» **Work to be completed**:
Copy the lines of the data word for word, starting at the line containing "Where can you find the crowd" and continuing through the end of the data, with both ends included. Leave out the pictures.

--- start Rows ---

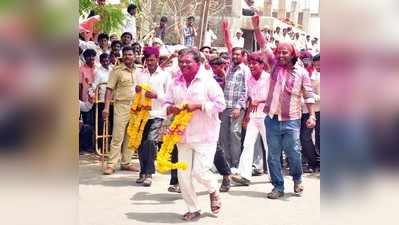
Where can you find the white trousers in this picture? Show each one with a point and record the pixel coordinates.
(255, 126)
(199, 159)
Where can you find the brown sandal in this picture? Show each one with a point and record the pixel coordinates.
(216, 204)
(188, 216)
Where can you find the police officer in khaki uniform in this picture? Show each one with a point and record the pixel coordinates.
(120, 85)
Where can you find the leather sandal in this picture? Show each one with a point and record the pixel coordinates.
(216, 204)
(188, 216)
(174, 188)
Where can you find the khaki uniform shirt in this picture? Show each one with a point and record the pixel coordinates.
(121, 81)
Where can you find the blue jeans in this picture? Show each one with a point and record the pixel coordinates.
(283, 135)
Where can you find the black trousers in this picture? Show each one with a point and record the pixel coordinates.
(220, 161)
(173, 173)
(149, 146)
(310, 150)
(85, 138)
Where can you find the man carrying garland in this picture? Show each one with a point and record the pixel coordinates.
(121, 86)
(157, 79)
(201, 95)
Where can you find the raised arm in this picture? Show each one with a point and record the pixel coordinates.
(227, 36)
(262, 41)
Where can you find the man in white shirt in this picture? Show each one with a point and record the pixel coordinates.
(101, 77)
(129, 24)
(238, 40)
(157, 79)
(210, 36)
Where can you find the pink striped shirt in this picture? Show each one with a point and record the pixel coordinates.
(285, 92)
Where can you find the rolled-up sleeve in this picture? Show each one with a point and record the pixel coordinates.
(242, 101)
(168, 98)
(308, 93)
(215, 102)
(113, 79)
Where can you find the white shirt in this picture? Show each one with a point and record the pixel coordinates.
(238, 42)
(85, 106)
(210, 36)
(258, 90)
(102, 76)
(158, 82)
(129, 25)
(204, 124)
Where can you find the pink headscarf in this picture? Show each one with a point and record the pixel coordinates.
(293, 51)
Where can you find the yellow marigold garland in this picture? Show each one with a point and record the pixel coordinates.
(139, 115)
(172, 136)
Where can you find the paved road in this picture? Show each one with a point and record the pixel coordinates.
(118, 200)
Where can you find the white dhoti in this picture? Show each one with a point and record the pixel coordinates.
(255, 126)
(199, 158)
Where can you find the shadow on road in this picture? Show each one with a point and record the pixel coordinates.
(160, 218)
(260, 195)
(159, 198)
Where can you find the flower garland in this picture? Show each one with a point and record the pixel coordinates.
(139, 115)
(172, 136)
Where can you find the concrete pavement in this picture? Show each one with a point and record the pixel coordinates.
(118, 200)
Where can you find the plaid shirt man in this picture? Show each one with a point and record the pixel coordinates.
(188, 36)
(235, 91)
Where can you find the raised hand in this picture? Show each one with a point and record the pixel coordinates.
(225, 25)
(255, 21)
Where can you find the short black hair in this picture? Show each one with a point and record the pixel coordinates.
(316, 58)
(131, 7)
(103, 56)
(204, 47)
(127, 48)
(196, 54)
(89, 52)
(224, 55)
(136, 43)
(217, 61)
(102, 36)
(164, 19)
(113, 43)
(238, 48)
(127, 33)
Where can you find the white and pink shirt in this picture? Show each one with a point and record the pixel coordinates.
(205, 124)
(257, 91)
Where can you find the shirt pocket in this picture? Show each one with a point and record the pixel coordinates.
(291, 88)
(125, 81)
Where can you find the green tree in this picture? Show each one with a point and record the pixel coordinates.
(112, 16)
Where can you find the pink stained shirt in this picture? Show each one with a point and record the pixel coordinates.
(285, 93)
(86, 78)
(205, 124)
(257, 90)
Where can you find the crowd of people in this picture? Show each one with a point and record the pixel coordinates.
(253, 113)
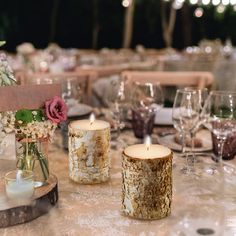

--- end Rows ---

» **Task result**:
Where can you find the crowd of people in this picture? Show each one with a point and record the pixel coordinates.
(253, 113)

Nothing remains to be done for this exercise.